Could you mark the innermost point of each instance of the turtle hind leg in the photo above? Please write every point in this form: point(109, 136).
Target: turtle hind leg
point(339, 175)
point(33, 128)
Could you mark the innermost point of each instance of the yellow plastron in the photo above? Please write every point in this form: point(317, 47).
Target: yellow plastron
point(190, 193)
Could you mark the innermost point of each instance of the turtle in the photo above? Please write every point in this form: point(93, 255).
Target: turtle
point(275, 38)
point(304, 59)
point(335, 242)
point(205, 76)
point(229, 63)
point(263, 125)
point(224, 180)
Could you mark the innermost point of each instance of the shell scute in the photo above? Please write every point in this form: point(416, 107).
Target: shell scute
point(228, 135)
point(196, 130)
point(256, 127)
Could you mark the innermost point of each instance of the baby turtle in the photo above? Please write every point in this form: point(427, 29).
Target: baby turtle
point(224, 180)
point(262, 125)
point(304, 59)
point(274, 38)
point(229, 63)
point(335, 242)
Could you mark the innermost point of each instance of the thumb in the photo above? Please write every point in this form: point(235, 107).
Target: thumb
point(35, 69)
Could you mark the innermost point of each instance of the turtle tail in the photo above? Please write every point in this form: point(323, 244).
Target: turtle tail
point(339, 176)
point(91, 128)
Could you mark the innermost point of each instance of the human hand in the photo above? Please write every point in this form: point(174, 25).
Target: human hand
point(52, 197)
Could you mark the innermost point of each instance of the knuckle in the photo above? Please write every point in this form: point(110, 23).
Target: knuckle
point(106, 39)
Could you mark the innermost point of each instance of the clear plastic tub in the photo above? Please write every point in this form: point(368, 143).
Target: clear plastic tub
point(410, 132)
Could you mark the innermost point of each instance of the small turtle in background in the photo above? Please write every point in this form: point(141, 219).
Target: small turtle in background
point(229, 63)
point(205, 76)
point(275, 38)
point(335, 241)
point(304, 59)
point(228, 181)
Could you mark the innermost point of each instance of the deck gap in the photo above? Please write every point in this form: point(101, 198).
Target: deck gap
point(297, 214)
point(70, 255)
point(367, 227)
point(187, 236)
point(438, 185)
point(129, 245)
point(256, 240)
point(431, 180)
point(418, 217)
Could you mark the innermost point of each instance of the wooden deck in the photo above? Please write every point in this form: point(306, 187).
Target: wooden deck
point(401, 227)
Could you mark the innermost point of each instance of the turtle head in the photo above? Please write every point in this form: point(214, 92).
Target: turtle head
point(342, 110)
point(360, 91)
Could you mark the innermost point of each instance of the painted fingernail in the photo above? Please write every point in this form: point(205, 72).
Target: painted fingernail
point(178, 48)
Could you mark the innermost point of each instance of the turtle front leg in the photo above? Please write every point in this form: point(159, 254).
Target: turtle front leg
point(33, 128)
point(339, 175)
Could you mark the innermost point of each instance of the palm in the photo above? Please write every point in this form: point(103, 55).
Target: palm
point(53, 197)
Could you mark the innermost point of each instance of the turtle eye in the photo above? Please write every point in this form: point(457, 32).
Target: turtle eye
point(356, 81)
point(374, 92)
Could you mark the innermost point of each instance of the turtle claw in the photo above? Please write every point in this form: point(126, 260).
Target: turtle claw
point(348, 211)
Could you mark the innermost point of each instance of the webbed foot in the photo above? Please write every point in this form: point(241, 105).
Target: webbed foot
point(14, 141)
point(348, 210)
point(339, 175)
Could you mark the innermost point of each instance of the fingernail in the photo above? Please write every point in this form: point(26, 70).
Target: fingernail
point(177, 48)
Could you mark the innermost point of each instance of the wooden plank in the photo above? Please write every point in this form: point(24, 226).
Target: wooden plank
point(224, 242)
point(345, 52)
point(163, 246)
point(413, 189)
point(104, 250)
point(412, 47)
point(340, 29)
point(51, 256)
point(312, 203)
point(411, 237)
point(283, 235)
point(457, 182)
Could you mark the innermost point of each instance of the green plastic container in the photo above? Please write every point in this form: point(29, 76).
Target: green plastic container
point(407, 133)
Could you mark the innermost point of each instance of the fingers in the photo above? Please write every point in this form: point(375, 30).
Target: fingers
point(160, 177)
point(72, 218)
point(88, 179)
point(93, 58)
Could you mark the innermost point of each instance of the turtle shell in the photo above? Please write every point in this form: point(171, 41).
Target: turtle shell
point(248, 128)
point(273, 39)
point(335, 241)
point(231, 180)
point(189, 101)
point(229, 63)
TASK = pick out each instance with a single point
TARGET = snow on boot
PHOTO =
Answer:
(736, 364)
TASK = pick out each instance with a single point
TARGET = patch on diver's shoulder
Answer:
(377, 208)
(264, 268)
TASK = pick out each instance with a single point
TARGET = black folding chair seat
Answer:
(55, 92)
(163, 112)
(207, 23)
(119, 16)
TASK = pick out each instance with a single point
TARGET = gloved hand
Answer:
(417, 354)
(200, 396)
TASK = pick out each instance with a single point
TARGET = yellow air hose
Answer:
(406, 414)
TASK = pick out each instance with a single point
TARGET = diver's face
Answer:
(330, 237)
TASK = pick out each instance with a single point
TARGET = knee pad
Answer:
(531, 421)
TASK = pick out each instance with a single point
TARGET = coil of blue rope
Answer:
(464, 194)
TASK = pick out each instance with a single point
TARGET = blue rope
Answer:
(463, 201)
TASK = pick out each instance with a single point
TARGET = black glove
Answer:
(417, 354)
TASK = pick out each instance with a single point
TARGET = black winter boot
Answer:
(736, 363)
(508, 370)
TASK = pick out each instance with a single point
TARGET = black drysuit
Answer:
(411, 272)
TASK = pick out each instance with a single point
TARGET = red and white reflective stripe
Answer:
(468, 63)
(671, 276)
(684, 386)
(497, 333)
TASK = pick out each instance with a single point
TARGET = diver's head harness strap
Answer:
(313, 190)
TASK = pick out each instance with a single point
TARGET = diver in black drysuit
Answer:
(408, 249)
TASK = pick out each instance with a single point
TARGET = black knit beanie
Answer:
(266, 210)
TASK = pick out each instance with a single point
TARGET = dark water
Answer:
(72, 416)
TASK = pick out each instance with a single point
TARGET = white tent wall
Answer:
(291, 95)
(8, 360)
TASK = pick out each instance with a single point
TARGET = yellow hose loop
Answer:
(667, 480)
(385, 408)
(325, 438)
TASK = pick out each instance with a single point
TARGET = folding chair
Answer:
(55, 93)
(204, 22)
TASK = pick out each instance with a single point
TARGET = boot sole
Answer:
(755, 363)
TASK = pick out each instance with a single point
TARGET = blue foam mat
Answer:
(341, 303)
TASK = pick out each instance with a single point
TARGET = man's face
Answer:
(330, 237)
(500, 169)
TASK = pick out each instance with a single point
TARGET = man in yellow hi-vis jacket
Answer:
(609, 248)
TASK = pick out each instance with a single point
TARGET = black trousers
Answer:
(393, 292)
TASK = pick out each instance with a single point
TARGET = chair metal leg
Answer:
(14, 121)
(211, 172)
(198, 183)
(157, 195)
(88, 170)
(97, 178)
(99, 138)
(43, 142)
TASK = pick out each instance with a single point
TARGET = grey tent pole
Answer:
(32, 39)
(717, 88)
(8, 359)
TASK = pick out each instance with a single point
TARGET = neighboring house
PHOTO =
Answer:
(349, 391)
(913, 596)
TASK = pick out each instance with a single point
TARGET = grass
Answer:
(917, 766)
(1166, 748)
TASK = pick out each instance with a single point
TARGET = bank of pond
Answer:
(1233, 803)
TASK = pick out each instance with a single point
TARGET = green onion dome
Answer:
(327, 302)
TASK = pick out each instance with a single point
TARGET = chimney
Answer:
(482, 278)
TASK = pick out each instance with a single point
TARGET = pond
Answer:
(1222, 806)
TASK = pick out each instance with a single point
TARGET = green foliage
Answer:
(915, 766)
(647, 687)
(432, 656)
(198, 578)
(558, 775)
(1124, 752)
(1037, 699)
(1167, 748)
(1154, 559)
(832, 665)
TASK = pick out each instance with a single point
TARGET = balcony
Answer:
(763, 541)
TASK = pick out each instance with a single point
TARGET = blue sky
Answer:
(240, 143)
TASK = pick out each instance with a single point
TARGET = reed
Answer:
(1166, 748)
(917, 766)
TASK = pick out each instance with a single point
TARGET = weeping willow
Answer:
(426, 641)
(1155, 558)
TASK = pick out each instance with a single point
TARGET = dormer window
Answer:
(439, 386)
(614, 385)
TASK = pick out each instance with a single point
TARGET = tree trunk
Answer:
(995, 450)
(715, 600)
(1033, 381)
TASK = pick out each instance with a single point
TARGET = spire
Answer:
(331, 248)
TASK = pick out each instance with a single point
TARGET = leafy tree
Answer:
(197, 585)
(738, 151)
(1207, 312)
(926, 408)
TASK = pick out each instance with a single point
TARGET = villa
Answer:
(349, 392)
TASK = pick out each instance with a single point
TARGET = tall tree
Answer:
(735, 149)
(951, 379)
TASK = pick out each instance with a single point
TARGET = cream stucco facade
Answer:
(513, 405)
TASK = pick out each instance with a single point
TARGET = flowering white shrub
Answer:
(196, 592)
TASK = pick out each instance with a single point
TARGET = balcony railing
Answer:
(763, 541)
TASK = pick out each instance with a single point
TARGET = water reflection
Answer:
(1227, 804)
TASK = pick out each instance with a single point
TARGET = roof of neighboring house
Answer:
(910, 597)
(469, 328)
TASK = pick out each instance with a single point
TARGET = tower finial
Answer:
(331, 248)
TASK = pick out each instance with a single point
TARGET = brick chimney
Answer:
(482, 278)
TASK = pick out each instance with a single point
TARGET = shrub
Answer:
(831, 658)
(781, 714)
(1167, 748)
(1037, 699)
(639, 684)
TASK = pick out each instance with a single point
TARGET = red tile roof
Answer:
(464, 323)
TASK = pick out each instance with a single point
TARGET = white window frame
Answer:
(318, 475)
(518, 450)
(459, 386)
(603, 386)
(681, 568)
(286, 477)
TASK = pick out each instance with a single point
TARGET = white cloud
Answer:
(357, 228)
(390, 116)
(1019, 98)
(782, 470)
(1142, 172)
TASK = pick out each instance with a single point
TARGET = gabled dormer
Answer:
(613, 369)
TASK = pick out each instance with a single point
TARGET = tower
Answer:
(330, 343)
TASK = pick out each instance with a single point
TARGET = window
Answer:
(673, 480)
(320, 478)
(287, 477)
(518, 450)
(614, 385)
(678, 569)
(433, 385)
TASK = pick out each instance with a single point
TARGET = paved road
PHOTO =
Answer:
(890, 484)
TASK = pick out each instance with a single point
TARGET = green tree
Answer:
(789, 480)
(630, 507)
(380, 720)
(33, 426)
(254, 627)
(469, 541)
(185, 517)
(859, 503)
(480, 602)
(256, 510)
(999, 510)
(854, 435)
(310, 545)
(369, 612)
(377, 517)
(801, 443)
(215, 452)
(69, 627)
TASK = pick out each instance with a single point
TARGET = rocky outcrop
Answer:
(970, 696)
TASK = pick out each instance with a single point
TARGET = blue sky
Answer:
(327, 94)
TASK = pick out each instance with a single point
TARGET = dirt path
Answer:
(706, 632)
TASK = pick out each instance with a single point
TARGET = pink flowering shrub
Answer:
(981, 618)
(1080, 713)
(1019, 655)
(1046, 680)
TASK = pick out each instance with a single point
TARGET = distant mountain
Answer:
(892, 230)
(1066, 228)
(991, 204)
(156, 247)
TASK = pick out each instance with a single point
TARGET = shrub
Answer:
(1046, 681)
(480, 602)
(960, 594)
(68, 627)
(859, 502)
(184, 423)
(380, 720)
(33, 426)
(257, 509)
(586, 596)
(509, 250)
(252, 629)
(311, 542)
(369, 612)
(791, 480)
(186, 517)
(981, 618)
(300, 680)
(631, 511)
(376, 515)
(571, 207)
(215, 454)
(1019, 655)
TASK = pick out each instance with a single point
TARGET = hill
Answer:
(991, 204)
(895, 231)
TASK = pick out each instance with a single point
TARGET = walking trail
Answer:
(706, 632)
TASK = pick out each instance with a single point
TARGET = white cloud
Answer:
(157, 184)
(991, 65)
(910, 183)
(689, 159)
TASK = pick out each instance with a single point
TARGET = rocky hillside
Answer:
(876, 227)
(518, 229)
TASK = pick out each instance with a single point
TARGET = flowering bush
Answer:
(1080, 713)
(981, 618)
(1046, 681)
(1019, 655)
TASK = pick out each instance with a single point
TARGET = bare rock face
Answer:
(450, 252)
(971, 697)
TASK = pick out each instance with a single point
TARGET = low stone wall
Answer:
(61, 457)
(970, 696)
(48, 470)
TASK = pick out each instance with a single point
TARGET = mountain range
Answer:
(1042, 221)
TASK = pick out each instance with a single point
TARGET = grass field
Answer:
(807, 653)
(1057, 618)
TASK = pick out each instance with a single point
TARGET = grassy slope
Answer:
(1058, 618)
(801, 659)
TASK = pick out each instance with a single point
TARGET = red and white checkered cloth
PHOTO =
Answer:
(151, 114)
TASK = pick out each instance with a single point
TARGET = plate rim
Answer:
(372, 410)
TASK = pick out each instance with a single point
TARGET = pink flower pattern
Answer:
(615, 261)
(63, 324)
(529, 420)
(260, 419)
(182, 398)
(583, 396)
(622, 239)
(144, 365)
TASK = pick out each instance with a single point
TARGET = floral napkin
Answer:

__WORK INSTRUCTIONS__: Copy out again, word for word, the lines of the records from the line containing "form: point(235, 107)." through the line containing "point(91, 128)", including both of those lines.

__RESULT FOR THIS TASK__:
Could you mark the innermost point of each instance of the thumb in the photo above? Please write every point in this form: point(235, 107).
Target: thumb
point(35, 69)
Could you mark the innermost point of each instance of the turtle tail in the photo above? Please write every point in this form: point(323, 244).
Target: turtle tail
point(339, 176)
point(91, 128)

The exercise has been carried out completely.